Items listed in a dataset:
━━━━━━
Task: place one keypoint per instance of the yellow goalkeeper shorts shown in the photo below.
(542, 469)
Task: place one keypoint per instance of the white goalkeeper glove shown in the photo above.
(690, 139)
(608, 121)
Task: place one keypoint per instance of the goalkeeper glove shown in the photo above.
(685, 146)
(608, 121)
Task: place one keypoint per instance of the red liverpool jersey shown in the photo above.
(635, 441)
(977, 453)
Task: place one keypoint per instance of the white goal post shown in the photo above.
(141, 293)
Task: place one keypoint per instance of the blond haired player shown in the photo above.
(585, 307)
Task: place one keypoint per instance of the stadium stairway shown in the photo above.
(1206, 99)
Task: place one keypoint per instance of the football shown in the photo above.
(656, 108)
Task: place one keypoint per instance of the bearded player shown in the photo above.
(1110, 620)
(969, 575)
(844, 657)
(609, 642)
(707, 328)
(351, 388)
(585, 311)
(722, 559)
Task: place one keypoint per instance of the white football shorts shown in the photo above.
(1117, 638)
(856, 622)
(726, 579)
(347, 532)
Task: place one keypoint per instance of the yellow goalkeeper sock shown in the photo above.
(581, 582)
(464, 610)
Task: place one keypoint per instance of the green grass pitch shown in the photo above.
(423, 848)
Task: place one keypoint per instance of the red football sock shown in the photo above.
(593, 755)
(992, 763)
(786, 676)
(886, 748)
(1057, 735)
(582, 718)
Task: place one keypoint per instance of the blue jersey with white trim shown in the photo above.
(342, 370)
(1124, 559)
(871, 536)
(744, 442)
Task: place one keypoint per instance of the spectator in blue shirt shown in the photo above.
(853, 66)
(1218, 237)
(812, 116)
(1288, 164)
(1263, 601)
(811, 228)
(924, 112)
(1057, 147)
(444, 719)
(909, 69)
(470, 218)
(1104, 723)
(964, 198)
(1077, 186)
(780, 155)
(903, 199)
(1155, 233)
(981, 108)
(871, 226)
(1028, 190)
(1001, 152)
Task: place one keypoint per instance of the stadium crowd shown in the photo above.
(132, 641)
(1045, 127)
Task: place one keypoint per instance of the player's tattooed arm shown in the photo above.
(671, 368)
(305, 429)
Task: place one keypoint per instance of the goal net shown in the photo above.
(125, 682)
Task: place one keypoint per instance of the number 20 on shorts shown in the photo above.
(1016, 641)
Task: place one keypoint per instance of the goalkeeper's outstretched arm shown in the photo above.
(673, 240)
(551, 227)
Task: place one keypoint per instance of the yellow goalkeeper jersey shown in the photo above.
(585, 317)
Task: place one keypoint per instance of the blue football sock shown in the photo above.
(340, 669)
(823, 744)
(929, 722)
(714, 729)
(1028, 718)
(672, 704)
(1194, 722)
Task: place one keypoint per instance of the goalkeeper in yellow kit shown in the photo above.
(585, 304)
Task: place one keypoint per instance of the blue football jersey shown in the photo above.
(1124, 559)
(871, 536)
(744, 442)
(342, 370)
━━━━━━
▶ **Problem statement**
From the first line to the last, please quote the material above exactly.

▶ **Response to this exercise**
Task: place one keypoint per instance of the yellow goalkeeper shorts shown in the photo below.
(542, 469)
Task: place one keypoint per instance of the white goalkeeper glove shown in the photo above.
(690, 139)
(608, 121)
Task: place one keypoint per instance of the goalkeeper glove shown in the photo above.
(685, 146)
(608, 121)
Task: place one keypoint per instance of the red liverpool jersey shown in the photo above.
(635, 441)
(977, 453)
Task: place one keypoint per instance of the white goal post shown in the photo above.
(141, 293)
Task: place one keypoint per instance of the blond haired player shown in the photo above.
(585, 307)
Task: place one keypoint per instance of the stadium stairway shown in the photo above.
(1206, 99)
Task: place one keypoint per instance of the football shown in the photo above.
(656, 108)
Task: place one keypoint per instance of the bearded player shown in the photo above.
(1110, 620)
(969, 575)
(844, 657)
(609, 642)
(707, 328)
(351, 388)
(585, 311)
(722, 559)
Task: place one keypoint per instance of the white football shorts shown in the photo above.
(1117, 638)
(856, 622)
(726, 579)
(347, 532)
Task: place one keypoint per instance of the yellow goalkeeper sock shown in the photo above.
(581, 582)
(464, 610)
Task: place one keypoint per instance of the green grass pitch shown in the photo above.
(423, 848)
Task: place one keypoint per instance of the red football sock shown in the photo above.
(593, 755)
(992, 763)
(786, 676)
(886, 748)
(1057, 735)
(582, 718)
Task: place one keypoint per instance of the blue jersey with white trim shown in the photo above.
(342, 370)
(1124, 559)
(871, 536)
(744, 442)
Task: place one keypoint per instance of the spectator in blue shirt shown in the photo above.
(853, 66)
(1218, 237)
(812, 116)
(1288, 164)
(1263, 601)
(811, 228)
(924, 112)
(1057, 147)
(444, 719)
(909, 69)
(470, 218)
(1104, 723)
(964, 198)
(1077, 186)
(780, 155)
(903, 199)
(1155, 233)
(981, 108)
(871, 226)
(1028, 190)
(1001, 152)
Task: place one keypoint per instance of the stadium crowd shown in the photo above.
(132, 641)
(1045, 127)
Task: place one keypoint per instance of the player's tattooed arm shown in the photo above.
(671, 368)
(305, 429)
Task: place one keypoint per instance of the goal net shown in the photo above.
(125, 682)
Task: place one keypoint per instance of the number 20 on shorts shown in the photo above.
(1016, 641)
Task: place one keypoint per instance of the goalkeeper's outstretched arm shown in the photo above.
(673, 240)
(551, 227)
Task: place one keypoint per instance of the yellow goalkeeper jersey shown in the photo above.
(585, 317)
Task: place one keypoint per instance of the blue football sock shown in the photo above.
(340, 669)
(823, 744)
(929, 722)
(714, 729)
(1028, 718)
(672, 704)
(1194, 722)
Task: place one keypoint per instance of the goalkeeper in yellow kit shown in the photo above.
(585, 304)
Task: place one keypoint per instance of the blue football jersey shown in the photo above.
(1124, 559)
(871, 536)
(744, 442)
(342, 370)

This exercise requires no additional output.